▶ Instructions to follow:
Show every line of the material below that contains the word "sword", copying each such line in full.

───── Dataset rows

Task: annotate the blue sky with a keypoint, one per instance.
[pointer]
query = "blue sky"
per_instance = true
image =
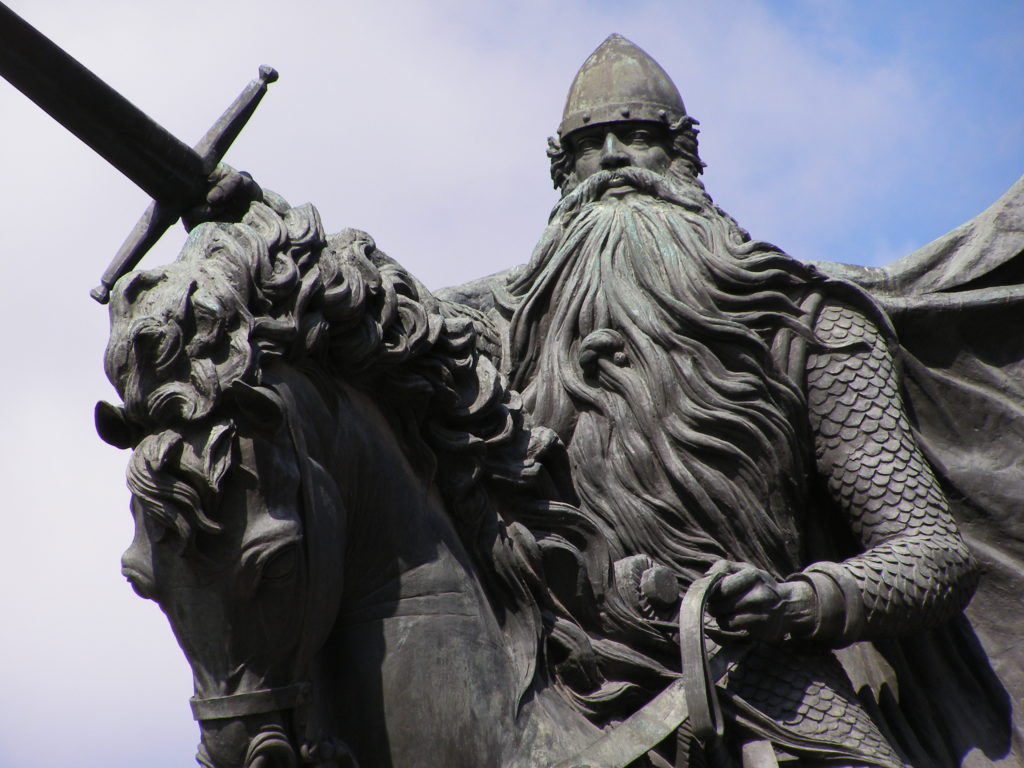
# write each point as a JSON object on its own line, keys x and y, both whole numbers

──────────
───── Dataset rows

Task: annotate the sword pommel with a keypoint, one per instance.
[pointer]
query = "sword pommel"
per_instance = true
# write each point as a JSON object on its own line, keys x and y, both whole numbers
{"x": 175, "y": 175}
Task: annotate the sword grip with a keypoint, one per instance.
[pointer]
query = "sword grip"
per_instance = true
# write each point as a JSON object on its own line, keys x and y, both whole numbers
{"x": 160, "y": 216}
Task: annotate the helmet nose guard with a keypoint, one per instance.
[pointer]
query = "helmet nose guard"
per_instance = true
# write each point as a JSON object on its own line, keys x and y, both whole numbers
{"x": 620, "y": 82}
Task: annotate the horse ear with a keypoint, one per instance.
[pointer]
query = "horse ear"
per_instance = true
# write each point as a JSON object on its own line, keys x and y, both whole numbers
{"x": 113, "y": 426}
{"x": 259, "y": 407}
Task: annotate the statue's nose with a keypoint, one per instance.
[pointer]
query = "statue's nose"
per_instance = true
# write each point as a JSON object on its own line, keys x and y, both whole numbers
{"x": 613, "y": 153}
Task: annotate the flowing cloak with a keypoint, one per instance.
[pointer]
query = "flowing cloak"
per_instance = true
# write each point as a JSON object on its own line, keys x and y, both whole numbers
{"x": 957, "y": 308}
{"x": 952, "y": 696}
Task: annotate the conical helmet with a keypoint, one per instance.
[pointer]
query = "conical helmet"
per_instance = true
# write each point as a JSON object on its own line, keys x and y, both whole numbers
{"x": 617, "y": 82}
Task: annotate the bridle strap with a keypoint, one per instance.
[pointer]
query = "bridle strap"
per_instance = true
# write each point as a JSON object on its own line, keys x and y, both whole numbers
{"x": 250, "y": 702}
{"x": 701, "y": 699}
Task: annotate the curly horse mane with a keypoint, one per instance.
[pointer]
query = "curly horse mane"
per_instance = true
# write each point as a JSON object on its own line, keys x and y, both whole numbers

──────────

▶ Exercise response:
Task: annotate the sword pommel with a keypoint, one per instance.
query = "sword pommel"
Task: annotate the sword grip with a keypoint, one per instance.
query = "sword grip"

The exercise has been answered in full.